- What the exercise asks -
Locate each line in the data below that contains the word "dorsal", and copy those lines. Case counts.
--- Start Information shown ---
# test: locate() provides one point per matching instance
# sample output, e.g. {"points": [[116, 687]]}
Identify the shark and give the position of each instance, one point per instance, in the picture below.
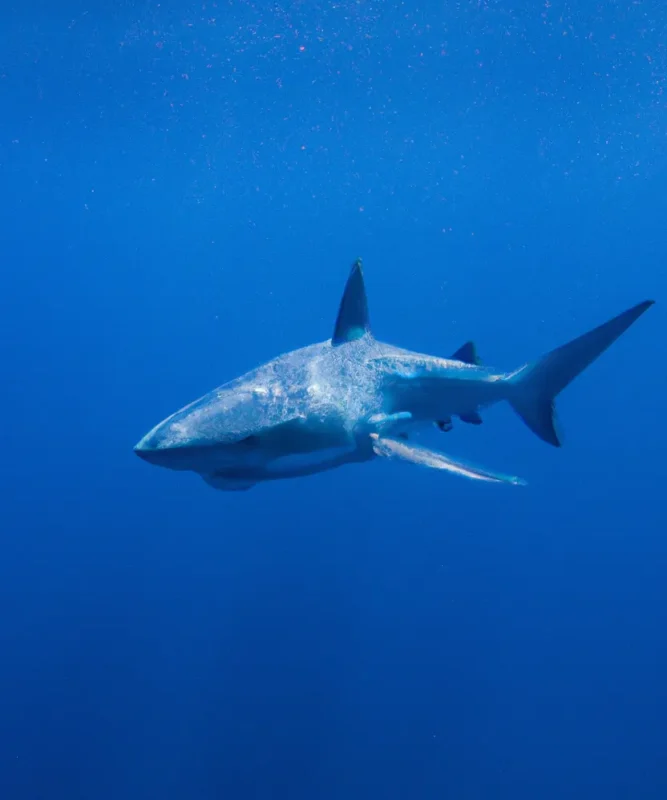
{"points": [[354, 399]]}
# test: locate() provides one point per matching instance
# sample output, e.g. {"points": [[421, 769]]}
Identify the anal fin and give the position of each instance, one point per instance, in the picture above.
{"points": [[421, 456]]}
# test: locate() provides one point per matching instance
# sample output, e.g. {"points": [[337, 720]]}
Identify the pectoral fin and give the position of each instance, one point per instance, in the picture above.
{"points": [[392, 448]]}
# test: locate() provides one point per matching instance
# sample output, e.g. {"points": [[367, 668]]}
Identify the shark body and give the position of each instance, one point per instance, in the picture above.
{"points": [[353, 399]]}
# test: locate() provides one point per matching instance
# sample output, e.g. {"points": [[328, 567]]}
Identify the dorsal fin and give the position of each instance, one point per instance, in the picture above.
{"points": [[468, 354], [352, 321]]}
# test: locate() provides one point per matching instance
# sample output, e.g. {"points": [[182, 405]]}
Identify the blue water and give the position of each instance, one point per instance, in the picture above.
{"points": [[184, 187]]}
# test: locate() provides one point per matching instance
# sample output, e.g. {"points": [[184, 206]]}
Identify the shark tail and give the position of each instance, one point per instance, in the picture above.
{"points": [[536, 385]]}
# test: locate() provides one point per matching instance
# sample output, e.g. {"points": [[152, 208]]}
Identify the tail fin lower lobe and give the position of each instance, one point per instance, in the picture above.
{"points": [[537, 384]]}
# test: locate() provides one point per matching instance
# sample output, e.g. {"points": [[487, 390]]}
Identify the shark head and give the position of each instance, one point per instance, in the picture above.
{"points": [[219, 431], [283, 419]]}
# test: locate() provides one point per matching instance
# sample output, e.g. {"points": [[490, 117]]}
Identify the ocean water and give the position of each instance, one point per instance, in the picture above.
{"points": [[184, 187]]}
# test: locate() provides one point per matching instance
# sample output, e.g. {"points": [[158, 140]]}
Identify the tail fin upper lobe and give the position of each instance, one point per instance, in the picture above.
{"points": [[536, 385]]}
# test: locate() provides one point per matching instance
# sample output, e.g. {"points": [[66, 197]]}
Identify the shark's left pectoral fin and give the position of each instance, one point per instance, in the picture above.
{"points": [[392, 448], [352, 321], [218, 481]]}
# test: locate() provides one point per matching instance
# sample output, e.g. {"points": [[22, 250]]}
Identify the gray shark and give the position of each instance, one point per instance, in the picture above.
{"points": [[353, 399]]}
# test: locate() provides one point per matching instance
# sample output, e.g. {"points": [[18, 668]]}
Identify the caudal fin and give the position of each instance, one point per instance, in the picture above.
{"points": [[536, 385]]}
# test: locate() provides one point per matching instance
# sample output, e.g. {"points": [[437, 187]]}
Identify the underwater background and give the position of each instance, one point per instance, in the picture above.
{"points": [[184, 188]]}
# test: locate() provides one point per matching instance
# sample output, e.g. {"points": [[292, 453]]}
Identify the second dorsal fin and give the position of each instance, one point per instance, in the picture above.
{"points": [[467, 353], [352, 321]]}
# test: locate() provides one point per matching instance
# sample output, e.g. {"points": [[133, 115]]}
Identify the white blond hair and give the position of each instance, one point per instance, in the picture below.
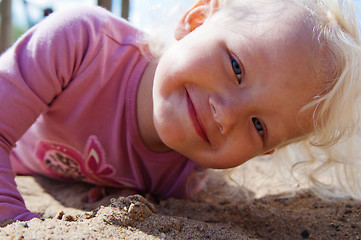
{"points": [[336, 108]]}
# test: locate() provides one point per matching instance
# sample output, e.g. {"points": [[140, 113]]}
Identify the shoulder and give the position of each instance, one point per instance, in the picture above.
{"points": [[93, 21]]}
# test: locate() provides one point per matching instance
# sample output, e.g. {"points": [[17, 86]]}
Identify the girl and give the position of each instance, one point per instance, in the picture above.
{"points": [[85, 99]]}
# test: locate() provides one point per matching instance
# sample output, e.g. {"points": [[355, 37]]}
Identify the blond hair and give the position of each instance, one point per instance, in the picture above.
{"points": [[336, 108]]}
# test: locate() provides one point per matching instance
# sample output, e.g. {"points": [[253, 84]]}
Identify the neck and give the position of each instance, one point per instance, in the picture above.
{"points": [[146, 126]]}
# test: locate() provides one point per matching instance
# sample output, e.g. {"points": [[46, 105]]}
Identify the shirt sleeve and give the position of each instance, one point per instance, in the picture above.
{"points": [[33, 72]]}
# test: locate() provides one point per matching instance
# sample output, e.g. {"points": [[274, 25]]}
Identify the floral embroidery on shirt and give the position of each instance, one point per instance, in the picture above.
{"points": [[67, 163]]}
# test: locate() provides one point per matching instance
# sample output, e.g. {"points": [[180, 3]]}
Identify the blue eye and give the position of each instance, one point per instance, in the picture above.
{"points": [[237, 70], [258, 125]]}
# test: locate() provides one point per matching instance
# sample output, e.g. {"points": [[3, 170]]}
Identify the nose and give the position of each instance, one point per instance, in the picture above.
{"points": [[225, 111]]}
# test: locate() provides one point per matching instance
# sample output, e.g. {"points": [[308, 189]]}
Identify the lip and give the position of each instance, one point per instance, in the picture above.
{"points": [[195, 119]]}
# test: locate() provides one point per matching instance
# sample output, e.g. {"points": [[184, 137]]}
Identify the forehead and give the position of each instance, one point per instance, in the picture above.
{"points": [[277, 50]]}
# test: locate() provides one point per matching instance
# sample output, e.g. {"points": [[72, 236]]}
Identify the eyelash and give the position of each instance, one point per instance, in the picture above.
--- End Information shown ---
- The solution -
Identify the dorsal fin and give the position of each instance, one point per instance, in the picture above.
Identify the second dorsal fin and give the position of each instance, one point per instance, in the picture above.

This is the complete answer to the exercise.